=== Problem to solve ===
Reproduce every row below verbatim, omitting the pictures from your output.

=== Data listing ===
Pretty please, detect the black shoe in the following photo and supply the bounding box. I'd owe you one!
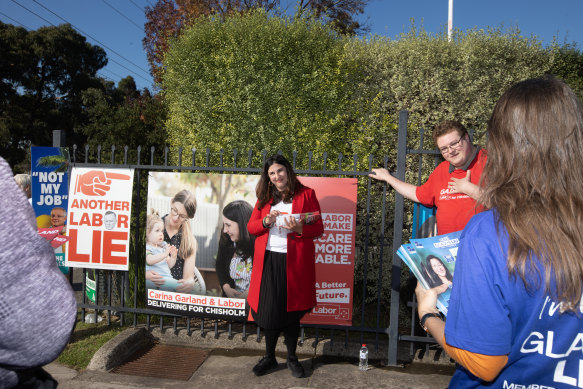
[253,355,278,376]
[287,355,304,378]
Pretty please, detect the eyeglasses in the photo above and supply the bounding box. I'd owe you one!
[170,207,190,221]
[439,135,465,154]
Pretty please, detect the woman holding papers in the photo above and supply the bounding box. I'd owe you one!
[247,155,324,377]
[425,255,453,291]
[416,77,583,388]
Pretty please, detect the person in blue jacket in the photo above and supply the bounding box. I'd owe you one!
[416,77,583,389]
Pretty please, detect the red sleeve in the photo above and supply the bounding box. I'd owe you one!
[296,188,324,239]
[247,201,269,236]
[415,162,449,207]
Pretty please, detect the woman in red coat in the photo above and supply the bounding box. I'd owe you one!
[247,155,324,378]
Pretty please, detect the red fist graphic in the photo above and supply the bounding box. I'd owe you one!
[75,170,130,196]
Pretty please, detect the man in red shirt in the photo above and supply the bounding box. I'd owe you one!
[369,120,486,235]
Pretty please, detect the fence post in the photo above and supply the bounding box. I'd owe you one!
[388,110,409,366]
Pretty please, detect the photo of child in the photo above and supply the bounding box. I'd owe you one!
[146,210,179,292]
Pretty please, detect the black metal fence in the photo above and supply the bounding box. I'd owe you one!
[60,111,452,365]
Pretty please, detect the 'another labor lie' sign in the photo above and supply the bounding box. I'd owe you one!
[66,168,134,270]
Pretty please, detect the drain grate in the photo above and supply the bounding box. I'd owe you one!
[111,344,209,381]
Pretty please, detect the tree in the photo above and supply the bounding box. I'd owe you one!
[143,0,279,82]
[143,0,369,82]
[0,22,107,166]
[162,10,356,165]
[79,76,167,162]
[298,0,369,35]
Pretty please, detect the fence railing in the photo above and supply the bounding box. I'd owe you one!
[59,111,452,366]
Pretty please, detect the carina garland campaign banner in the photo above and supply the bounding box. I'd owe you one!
[66,168,134,270]
[145,172,356,325]
[30,147,69,274]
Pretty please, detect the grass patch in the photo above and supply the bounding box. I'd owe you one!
[57,310,127,370]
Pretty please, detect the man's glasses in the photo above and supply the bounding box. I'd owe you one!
[439,135,465,154]
[170,207,189,221]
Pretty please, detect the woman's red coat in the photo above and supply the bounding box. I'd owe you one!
[247,187,324,312]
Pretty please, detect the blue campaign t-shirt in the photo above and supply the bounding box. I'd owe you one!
[445,211,583,389]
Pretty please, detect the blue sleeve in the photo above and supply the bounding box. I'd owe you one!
[445,212,512,355]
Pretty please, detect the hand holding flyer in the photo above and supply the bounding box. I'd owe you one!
[397,231,461,315]
[275,211,321,227]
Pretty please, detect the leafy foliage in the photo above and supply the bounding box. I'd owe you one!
[143,0,278,82]
[80,76,167,162]
[0,22,107,170]
[163,11,355,166]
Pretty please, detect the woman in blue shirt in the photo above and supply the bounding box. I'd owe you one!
[416,77,583,388]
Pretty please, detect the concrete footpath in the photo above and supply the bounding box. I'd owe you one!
[45,329,453,389]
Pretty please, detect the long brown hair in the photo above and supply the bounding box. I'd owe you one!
[255,154,304,209]
[481,77,583,311]
[170,189,196,259]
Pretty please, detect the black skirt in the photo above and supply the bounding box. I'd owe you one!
[251,250,308,330]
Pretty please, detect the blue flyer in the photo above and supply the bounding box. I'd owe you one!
[30,147,69,274]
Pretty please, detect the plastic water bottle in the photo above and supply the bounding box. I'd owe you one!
[358,344,368,371]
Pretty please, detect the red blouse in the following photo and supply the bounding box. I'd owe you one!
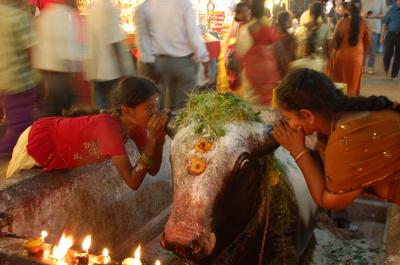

=== Result of the task ===
Pretty please, detect the black shoe in the following photo and supply the bounding box. I'd owe you one!
[253,355,278,376]
[287,355,304,378]
Pretty please, detect the eyeglasses in the photo above and supply the bounding box. I'd owe you one!
[170,207,190,221]
[439,135,465,154]
Pretty please, detect the woman holding papers in the photo above and supply the bounding box. I'd owe you one!
[247,155,324,377]
[425,255,453,291]
[416,77,583,388]
Pretty please, detect the person in blue jacket in the photo above and supply the bounding box. I'd owe you one!
[416,77,583,389]
Pretty please, detect the red sleeve in the photo above and supply the bounding box. I'd owe you one!
[296,188,324,239]
[247,201,269,236]
[415,162,449,207]
Pretty please, detect the woman in red coat in the photo above and supply the bounding box. I'd owe you one!
[247,155,324,378]
Pretty please, detect the red fist graphic in the photo above and supply the bounding box. I'd owe you one!
[75,170,130,196]
Pretty please, detect the man in red shirt in the photo above and supply the bounding box. I'd owe you one!
[369,120,486,235]
Pretty please, detect the fence post in the photo above and supply the bounding box. I'd owe you one!
[388,110,409,366]
Pretty please, detect the photo of child in the photo above and supply the bounding box. I'd owe you one!
[146,210,179,292]
Pretty please, detect the black metal fence in the photo above and supply the bounding box. I'd owe you one!
[60,111,452,365]
Pretty please, detect the 'another labor lie' sign in the photo above and supply the bounding box. I'd owe you one!
[66,168,134,270]
Pretty please, detect the drain grate in the photo above and supply the bounding box. I'd owe you one!
[111,344,209,381]
Pretty please, detect the tree in the photo above and supply the bounding box. I'd owe you one!
[143,0,279,82]
[143,0,369,82]
[0,22,107,166]
[162,10,356,165]
[79,76,167,162]
[298,0,369,35]
Pretty please, detect the fence railing in the photo above and supply the bounding box. I'd owe you one!
[59,111,452,366]
Pretty please, detect the carina garland campaign banner in the photo above and supply the bounding box. I'd owe you one!
[66,168,134,270]
[145,172,356,325]
[30,147,69,274]
Pretty please, detect the grass patch in the photo above and supply the bounding box. I'd owe you one!
[57,310,127,370]
Pretty please, detect the man's glasses in the photo above and supply the bounding box. I'd owe you one!
[439,135,465,154]
[170,207,189,221]
Pretty please, detect the woman's red coat in the photo above and supply the bounding box. I'd owe you one!
[247,187,324,312]
Pretty please, detect the blue campaign t-shirt in the photo above and supply the bounding box. I'd owe you one!
[445,211,583,389]
Pretty please, detect the blue sleeve in the photo above and supply the bounding box. I'd owe you one!
[445,212,512,355]
Pretty please, detect the hand holding flyer in the photo above and supply the bounding box. I'd owe you one!
[397,231,461,315]
[275,211,321,227]
Pretty please, detect the leafy foliage in the photo above and supply the bounding box. I'd owe you one!
[143,0,278,82]
[80,76,167,162]
[0,22,107,170]
[163,11,355,166]
Pretty please, detect the woman in blue shirt in the photo above and supply the bounding box. I'd owe you one!
[416,77,583,388]
Pretty please, detect the concrete footpath in the photo above and supply the bounding box. I'd owe you one!
[45,329,453,389]
Pretty please, detect the long brown hair in the photo above and supply the bounding box. I'd owe you one!
[255,154,304,209]
[481,77,583,311]
[170,189,196,259]
Pretty please, detect the black skirt in the photo above and supply the bounding box. I'd owe you one!
[251,250,308,330]
Pretty please, detect the blue flyer in the photo above and supply the bounding box. I'd owe you one!
[30,147,69,274]
Pretty please, detect the plastic water bottle in the photo above and supply the bounding box. I'd owe you one!
[358,344,368,371]
Pretty please, detect the red blouse in the following photo and supply the bounding box. I'd owe you one!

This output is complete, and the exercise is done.